● DATASET ROWS:
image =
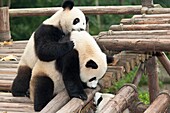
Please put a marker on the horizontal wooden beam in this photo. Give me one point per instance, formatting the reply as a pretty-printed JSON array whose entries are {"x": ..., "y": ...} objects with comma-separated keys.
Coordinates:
[
  {"x": 146, "y": 21},
  {"x": 146, "y": 45},
  {"x": 87, "y": 10},
  {"x": 140, "y": 27},
  {"x": 160, "y": 104},
  {"x": 137, "y": 32},
  {"x": 121, "y": 101}
]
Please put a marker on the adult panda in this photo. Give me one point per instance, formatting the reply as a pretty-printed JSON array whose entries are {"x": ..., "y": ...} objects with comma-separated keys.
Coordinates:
[
  {"x": 101, "y": 99},
  {"x": 82, "y": 67},
  {"x": 44, "y": 43}
]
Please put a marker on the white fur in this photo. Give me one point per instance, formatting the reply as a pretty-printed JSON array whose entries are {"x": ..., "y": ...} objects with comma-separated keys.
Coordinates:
[
  {"x": 106, "y": 97},
  {"x": 47, "y": 68},
  {"x": 89, "y": 50},
  {"x": 65, "y": 18}
]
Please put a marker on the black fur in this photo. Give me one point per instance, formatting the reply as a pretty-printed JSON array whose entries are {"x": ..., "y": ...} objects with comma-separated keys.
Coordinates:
[
  {"x": 68, "y": 4},
  {"x": 99, "y": 100},
  {"x": 47, "y": 45},
  {"x": 91, "y": 64},
  {"x": 20, "y": 84},
  {"x": 43, "y": 92},
  {"x": 109, "y": 59},
  {"x": 70, "y": 69}
]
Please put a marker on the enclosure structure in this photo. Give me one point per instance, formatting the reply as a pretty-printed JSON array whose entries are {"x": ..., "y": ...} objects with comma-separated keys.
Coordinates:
[{"x": 137, "y": 41}]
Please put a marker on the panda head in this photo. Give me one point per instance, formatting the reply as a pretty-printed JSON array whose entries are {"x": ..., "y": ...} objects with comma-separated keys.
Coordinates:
[{"x": 68, "y": 18}]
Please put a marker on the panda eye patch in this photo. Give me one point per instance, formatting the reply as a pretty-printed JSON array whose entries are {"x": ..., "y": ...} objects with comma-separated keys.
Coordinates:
[
  {"x": 77, "y": 20},
  {"x": 94, "y": 78}
]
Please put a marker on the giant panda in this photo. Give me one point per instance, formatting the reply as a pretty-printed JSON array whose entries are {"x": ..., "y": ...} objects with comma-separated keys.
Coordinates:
[
  {"x": 44, "y": 43},
  {"x": 82, "y": 67},
  {"x": 101, "y": 99}
]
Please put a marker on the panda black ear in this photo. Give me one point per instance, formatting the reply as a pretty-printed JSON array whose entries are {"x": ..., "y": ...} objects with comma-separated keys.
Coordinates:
[{"x": 68, "y": 4}]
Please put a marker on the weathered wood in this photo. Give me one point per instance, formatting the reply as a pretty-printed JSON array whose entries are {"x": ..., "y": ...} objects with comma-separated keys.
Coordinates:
[
  {"x": 147, "y": 3},
  {"x": 153, "y": 84},
  {"x": 75, "y": 104},
  {"x": 140, "y": 27},
  {"x": 135, "y": 37},
  {"x": 138, "y": 75},
  {"x": 152, "y": 16},
  {"x": 137, "y": 32},
  {"x": 4, "y": 25},
  {"x": 121, "y": 101},
  {"x": 146, "y": 21},
  {"x": 164, "y": 61},
  {"x": 87, "y": 10},
  {"x": 146, "y": 45},
  {"x": 16, "y": 107},
  {"x": 160, "y": 104},
  {"x": 56, "y": 103}
]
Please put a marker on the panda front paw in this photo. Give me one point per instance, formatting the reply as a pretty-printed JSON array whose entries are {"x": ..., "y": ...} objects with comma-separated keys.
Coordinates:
[{"x": 82, "y": 96}]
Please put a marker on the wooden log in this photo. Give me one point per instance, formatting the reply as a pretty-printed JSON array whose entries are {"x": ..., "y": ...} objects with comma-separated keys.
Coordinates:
[
  {"x": 153, "y": 83},
  {"x": 15, "y": 99},
  {"x": 147, "y": 3},
  {"x": 137, "y": 32},
  {"x": 164, "y": 61},
  {"x": 121, "y": 101},
  {"x": 152, "y": 16},
  {"x": 75, "y": 104},
  {"x": 87, "y": 10},
  {"x": 146, "y": 45},
  {"x": 56, "y": 103},
  {"x": 16, "y": 107},
  {"x": 140, "y": 27},
  {"x": 145, "y": 21},
  {"x": 160, "y": 104},
  {"x": 138, "y": 107},
  {"x": 4, "y": 25},
  {"x": 138, "y": 75}
]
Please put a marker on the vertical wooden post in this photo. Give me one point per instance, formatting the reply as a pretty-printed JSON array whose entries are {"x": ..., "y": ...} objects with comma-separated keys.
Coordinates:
[
  {"x": 4, "y": 24},
  {"x": 147, "y": 3},
  {"x": 153, "y": 84},
  {"x": 164, "y": 61}
]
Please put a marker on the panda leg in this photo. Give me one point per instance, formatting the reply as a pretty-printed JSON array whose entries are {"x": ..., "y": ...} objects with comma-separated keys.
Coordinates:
[
  {"x": 41, "y": 91},
  {"x": 71, "y": 76},
  {"x": 20, "y": 84}
]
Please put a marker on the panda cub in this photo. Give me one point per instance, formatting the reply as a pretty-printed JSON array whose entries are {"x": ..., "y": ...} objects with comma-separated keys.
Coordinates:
[
  {"x": 82, "y": 67},
  {"x": 101, "y": 99},
  {"x": 45, "y": 45}
]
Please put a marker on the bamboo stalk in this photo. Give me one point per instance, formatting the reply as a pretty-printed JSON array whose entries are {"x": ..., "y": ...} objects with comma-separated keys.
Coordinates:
[
  {"x": 160, "y": 104},
  {"x": 164, "y": 61},
  {"x": 146, "y": 45},
  {"x": 153, "y": 83},
  {"x": 121, "y": 101},
  {"x": 140, "y": 27}
]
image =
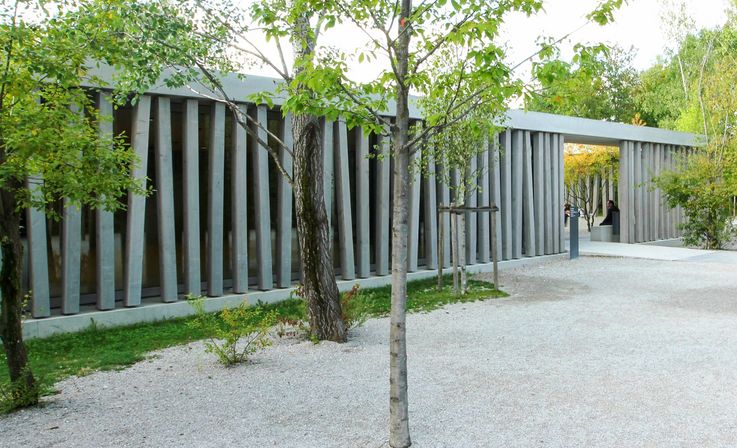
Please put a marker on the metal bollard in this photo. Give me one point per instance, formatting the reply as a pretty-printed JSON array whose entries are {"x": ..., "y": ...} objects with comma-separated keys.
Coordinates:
[{"x": 575, "y": 213}]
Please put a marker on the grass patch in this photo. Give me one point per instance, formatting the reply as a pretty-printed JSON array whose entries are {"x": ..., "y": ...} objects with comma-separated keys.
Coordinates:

● REQUIRED TASK:
Please render all of the material above as a Markdown table with the columns Number and Line, giving each non-blank line its own numbered row. Leave the pictures out.

● PROBLEM SOLUTION:
| Number | Line |
|---|---|
| 1 | image = |
| 2 | Please put a marker on the horizontal wooden beam in this photo. Give me one point per instance, formatting the reply as a pretty-printed JSON array whose entries are {"x": ..., "y": ...} objects with comma-separated keys. |
| 3 | Coordinates: |
| 4 | [ |
| 5 |   {"x": 146, "y": 21}, |
| 6 |   {"x": 146, "y": 45}, |
| 7 |   {"x": 87, "y": 10}, |
| 8 |   {"x": 140, "y": 27}, |
| 9 |   {"x": 160, "y": 104}, |
| 10 |   {"x": 137, "y": 32}, |
| 11 |   {"x": 121, "y": 101} |
| 12 | ] |
| 13 | Please put a marker on the adult panda in this photo. Give me one point per instance, formatting the reply as a pretty-printed JSON array whose entries are {"x": ..., "y": ...} objects with comma-separated keys. |
| 14 | Coordinates: |
| 15 | [ |
| 16 |   {"x": 101, "y": 99}, |
| 17 |   {"x": 82, "y": 67}, |
| 18 |   {"x": 44, "y": 43} |
| 19 | ] |
| 20 | Please put a marker on the white fur in this photo. Give me one point per instance, formatting the reply as a pretty-printed JSON array whose entries are {"x": ..., "y": ...} objects with comma-separated keys. |
| 21 | Coordinates: |
| 22 | [ |
| 23 |   {"x": 106, "y": 97}, |
| 24 |   {"x": 47, "y": 68}, |
| 25 |   {"x": 89, "y": 50}, |
| 26 |   {"x": 65, "y": 18} |
| 27 | ] |
| 28 | Please put a marker on the black fur in this photo. Give me one point per instance, formatting the reply as a pretty-printed JSON array whose entries are {"x": ..., "y": ...} objects with comma-separated keys. |
| 29 | Coordinates: |
| 30 | [ |
| 31 |   {"x": 68, "y": 4}, |
| 32 |   {"x": 99, "y": 100}, |
| 33 |   {"x": 47, "y": 45}, |
| 34 |   {"x": 91, "y": 64}, |
| 35 |   {"x": 20, "y": 84}, |
| 36 |   {"x": 43, "y": 92}, |
| 37 |   {"x": 109, "y": 59}, |
| 38 |   {"x": 70, "y": 69} |
| 39 | ] |
| 40 | Please put a marker on the enclosure structure in this photo. Give me one point per instance, formatting the reply as a pretty-printed JSON array whose entries are {"x": ..., "y": ...} objects with comma-separated keys. |
| 41 | Coordinates: |
| 42 | [{"x": 137, "y": 41}] |
| 43 | Please put a marker on the panda head in this photo. Give me one point per instance, formatting the reply as a pretty-printed JSON array whose entries are {"x": ..., "y": ...} objects with comma-separated keys. |
| 44 | Coordinates: |
| 45 | [{"x": 68, "y": 18}] |
| 46 | Please put a marker on the panda eye patch in this photo. Give me one point per instance, formatting the reply as a pretty-printed JSON array whose entries are {"x": ..., "y": ...} objects with comma-separated keys. |
| 47 | Coordinates: |
| 48 | [ |
| 49 |   {"x": 77, "y": 20}, |
| 50 |   {"x": 94, "y": 78} |
| 51 | ] |
| 52 | Please put a marker on the giant panda in this photo. Give me one point per instance, formatting the reply as a pretty-printed JSON array whose entries are {"x": ..., "y": ...} objects with comma-separated keys. |
| 53 | Coordinates: |
| 54 | [ |
| 55 |   {"x": 44, "y": 43}, |
| 56 |   {"x": 82, "y": 67}, |
| 57 |   {"x": 101, "y": 99} |
| 58 | ] |
| 59 | Please put a marker on the panda black ear in this photo. Give me one point per instance, formatting the reply as a pretty-printed JSON array whose entries are {"x": ..., "y": ...} objects with comma-separated keys. |
| 60 | Coordinates: |
| 61 | [{"x": 68, "y": 4}] |
| 62 | Please put a marker on the weathered wood in this photo. Give me one point per instance, formatting the reply as a pretty-printed JSON array whose entries are {"x": ..., "y": ...} objects with comma-separated keys. |
| 63 | Coordinates: |
| 64 | [ |
| 65 |   {"x": 147, "y": 3}, |
| 66 |   {"x": 153, "y": 84}, |
| 67 |   {"x": 75, "y": 104}, |
| 68 |   {"x": 140, "y": 27}, |
| 69 |   {"x": 135, "y": 37}, |
| 70 |   {"x": 138, "y": 75}, |
| 71 |   {"x": 152, "y": 16}, |
| 72 |   {"x": 137, "y": 32}, |
| 73 |   {"x": 4, "y": 25}, |
| 74 |   {"x": 121, "y": 101}, |
| 75 |   {"x": 146, "y": 21}, |
| 76 |   {"x": 164, "y": 61}, |
| 77 |   {"x": 87, "y": 10}, |
| 78 |   {"x": 146, "y": 45}, |
| 79 |   {"x": 16, "y": 107}, |
| 80 |   {"x": 160, "y": 104}, |
| 81 |   {"x": 56, "y": 103} |
| 82 | ] |
| 83 | Please put a marker on the panda front paw in this photo. Give me one point per instance, formatting the reply as a pretty-printed JSON array whose entries are {"x": ..., "y": ...} objects with comma-separated keys. |
| 84 | Coordinates: |
| 85 | [{"x": 82, "y": 96}] |
| 86 | Please put a marker on the wooden log in this photo. Give me one point per instance, formatting the reply as a pretty-printed JSON array whose entries are {"x": ..., "y": ...} objects with comma-separated keys. |
| 87 | Coordinates: |
| 88 | [ |
| 89 |   {"x": 153, "y": 83}, |
| 90 |   {"x": 15, "y": 99}, |
| 91 |   {"x": 147, "y": 3}, |
| 92 |   {"x": 137, "y": 32}, |
| 93 |   {"x": 164, "y": 61}, |
| 94 |   {"x": 121, "y": 101}, |
| 95 |   {"x": 152, "y": 16}, |
| 96 |   {"x": 75, "y": 104}, |
| 97 |   {"x": 87, "y": 10}, |
| 98 |   {"x": 146, "y": 45}, |
| 99 |   {"x": 56, "y": 103}, |
| 100 |   {"x": 16, "y": 107}, |
| 101 |   {"x": 140, "y": 27}, |
| 102 |   {"x": 145, "y": 21}, |
| 103 |   {"x": 160, "y": 104}, |
| 104 |   {"x": 138, "y": 107}, |
| 105 |   {"x": 4, "y": 25}, |
| 106 |   {"x": 138, "y": 75} |
| 107 | ] |
| 108 | Please put a marker on the vertical wooden post in this photo. Give me one point per instance, formatting the reply as a pretty-printed JSON array whose entries are {"x": ..., "y": ...} objects with comma-separated keys. |
| 109 | Coordinates: |
| 110 | [ |
| 111 |   {"x": 4, "y": 24}, |
| 112 |   {"x": 147, "y": 3}, |
| 113 |   {"x": 153, "y": 84}, |
| 114 |   {"x": 164, "y": 61} |
| 115 | ] |
| 116 | Please put a marker on the panda leg in this photo. Give me one point per instance, formatting the reply as a pretty-printed JSON array whose entries are {"x": ..., "y": ...} objects with comma-separated keys. |
| 117 | Coordinates: |
| 118 | [ |
| 119 |   {"x": 41, "y": 91}, |
| 120 |   {"x": 71, "y": 76}, |
| 121 |   {"x": 20, "y": 84} |
| 122 | ] |
| 123 | Please put a marker on the panda cub in this photo. Give me one point per instance, formatting the reply as a pretty-printed JSON array whose entries are {"x": ..., "y": ...} objects with comma-separated keys. |
| 124 | Coordinates: |
| 125 | [ |
| 126 |   {"x": 82, "y": 67}, |
| 127 |   {"x": 101, "y": 99}, |
| 128 |   {"x": 45, "y": 45} |
| 129 | ] |
| 130 | Please put a marker on the bamboo stalk in this photo. Give me one point per instance, formatting the reply as a pretty-printed JSON array whose entries are {"x": ..., "y": ...} objects with comma-separated keys. |
| 131 | Coordinates: |
| 132 | [ |
| 133 |   {"x": 160, "y": 104}, |
| 134 |   {"x": 164, "y": 61}, |
| 135 |   {"x": 146, "y": 45}, |
| 136 |   {"x": 153, "y": 83}, |
| 137 |   {"x": 121, "y": 101}, |
| 138 |   {"x": 140, "y": 27} |
| 139 | ] |
| 140 | image = |
| 141 | Please put a marker on the metal bollard in this photo. Give me one point per instance, formatting the reply as a pretty-printed JSON array whose entries are {"x": ..., "y": ...} objects with comma-separated keys. |
| 142 | Coordinates: |
| 143 | [{"x": 575, "y": 213}] |
| 144 | Please put a marker on the grass patch in this photo. Give me one point per instance, formatting the reply as a pretty-printed JSON array whose entries are {"x": ..., "y": ...} objects with comma-separated keys. |
| 145 | Coordinates: |